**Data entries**
*** Begin section ***

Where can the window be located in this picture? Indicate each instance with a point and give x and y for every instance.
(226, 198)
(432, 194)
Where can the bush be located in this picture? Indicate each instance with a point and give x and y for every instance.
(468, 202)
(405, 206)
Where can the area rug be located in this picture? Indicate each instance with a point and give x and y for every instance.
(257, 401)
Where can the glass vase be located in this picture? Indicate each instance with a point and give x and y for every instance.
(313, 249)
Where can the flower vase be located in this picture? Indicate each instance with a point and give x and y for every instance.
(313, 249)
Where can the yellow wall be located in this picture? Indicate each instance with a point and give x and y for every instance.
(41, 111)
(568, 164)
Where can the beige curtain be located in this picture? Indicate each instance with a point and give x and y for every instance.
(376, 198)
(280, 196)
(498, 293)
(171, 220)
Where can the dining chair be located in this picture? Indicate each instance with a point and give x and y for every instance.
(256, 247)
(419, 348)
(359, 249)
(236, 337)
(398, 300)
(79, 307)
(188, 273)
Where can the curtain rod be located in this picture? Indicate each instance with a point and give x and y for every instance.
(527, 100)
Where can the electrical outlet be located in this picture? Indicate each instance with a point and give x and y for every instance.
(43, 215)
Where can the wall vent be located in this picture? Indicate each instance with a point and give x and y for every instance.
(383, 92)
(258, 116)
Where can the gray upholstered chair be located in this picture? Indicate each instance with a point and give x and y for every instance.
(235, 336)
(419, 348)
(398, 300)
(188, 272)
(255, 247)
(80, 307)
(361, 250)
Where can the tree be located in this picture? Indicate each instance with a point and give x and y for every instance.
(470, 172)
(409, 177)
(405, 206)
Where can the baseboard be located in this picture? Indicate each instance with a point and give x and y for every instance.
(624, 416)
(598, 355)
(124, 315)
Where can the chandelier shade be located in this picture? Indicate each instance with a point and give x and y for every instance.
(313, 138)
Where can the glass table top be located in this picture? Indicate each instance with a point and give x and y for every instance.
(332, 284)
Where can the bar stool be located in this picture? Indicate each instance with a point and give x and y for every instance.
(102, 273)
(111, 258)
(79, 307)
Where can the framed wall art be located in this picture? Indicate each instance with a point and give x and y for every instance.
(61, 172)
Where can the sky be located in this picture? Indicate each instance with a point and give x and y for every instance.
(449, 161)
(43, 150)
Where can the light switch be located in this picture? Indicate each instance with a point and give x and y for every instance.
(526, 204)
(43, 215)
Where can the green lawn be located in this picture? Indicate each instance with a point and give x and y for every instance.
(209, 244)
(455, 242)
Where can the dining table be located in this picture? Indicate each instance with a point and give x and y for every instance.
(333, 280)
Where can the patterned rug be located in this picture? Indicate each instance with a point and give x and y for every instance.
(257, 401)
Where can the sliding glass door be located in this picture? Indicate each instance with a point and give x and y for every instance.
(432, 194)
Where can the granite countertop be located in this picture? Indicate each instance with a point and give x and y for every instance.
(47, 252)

*** End section ***

**Exercise**
Quote all of the entries verbatim.

**Task result**
Where can the window be located in this picture? Indicate each instance with a point and give x and y for every instance.
(226, 198)
(432, 194)
Where can the bush be located in this picture? Indicate each instance with a point and give x and y for every instance.
(468, 202)
(405, 206)
Where can the area rug be located in this picture? Indicate each instance with a point and give x and y for every instance.
(257, 401)
Where can the glass vase be located in this picture? Indicate each instance with a point and give x and y for every instance.
(313, 249)
Where can the flower vase be located in this picture? Indicate each instance with a point and give x and y for every instance.
(313, 249)
Where can the yellow wall be located in this picture? Indicate each instance with a point and give x and y for every instance.
(41, 111)
(568, 164)
Where can the beige curtain be located in this picture? Indicate each instance with a point and give x and y for every instance.
(376, 198)
(280, 196)
(498, 293)
(171, 220)
Where can the dining chair be located in this picture? Indicate each instance with a point and give x and y for every instance.
(256, 247)
(419, 348)
(359, 249)
(236, 337)
(398, 300)
(79, 307)
(188, 273)
Where can the curtain rod be located in this picture? Indicate each instance with a point and give x and y for every instance.
(527, 100)
Where can the electrical outlet be located in this picture? Indicate each instance with a point and give x and y for every instance.
(43, 215)
Where can the wall vent be located in this picture? Indicate each instance with a point and give x and y for every instance.
(383, 92)
(258, 116)
Where can the gray upholstered chair be located in this picture? Indicate each instance with a point and give x and y for every instance.
(235, 336)
(419, 348)
(398, 300)
(188, 272)
(255, 247)
(80, 307)
(361, 250)
Where can the tree be located in this picture? Indicate each instance with a point and give x and y for every instance.
(470, 172)
(409, 177)
(405, 206)
Where can the baseboard be located in this picture? Indicate each instance with a point and give x and y for every instance.
(624, 416)
(598, 355)
(124, 315)
Where can the chandelier shade be located in this picture? Indicate each instance with a point and give x and y for every instance.
(313, 138)
Where can the glass table top be located in this picture? Indicate each instance with a point and give x and y for every instance.
(332, 284)
Where can the bar stool be located in this picture? Indicate each instance with a point and give x and y for every instance.
(102, 273)
(111, 258)
(79, 307)
Where can the framed wall art be located in this picture? Indicate each instance with a point and give x and y for every instance.
(61, 172)
Where can the sky be located in this picture? Indicate each instance with a point and give x and y for every instance.
(449, 161)
(43, 150)
Where can the light switch be located in this picture? Indicate each instance with a point and give x and y for every instance.
(526, 204)
(43, 215)
Where can the green lawn be located in this picture? Indicate each instance with a point and give x and y for every instance.
(209, 244)
(455, 242)
Where can the dining table be located in this picture? Indicate each instance with a point and give x and y for every instance.
(333, 280)
Where can the patterned rug be located in this picture? Indicate each instance with a point and give x and y for every instance.
(257, 401)
Where can the sliding glass door be located in this picture? Indicate each instance with a point and give x and y for every instance.
(432, 194)
Where can the granite countertop be located in this picture? Indicate each instance with a point and give x and y for every instance.
(47, 252)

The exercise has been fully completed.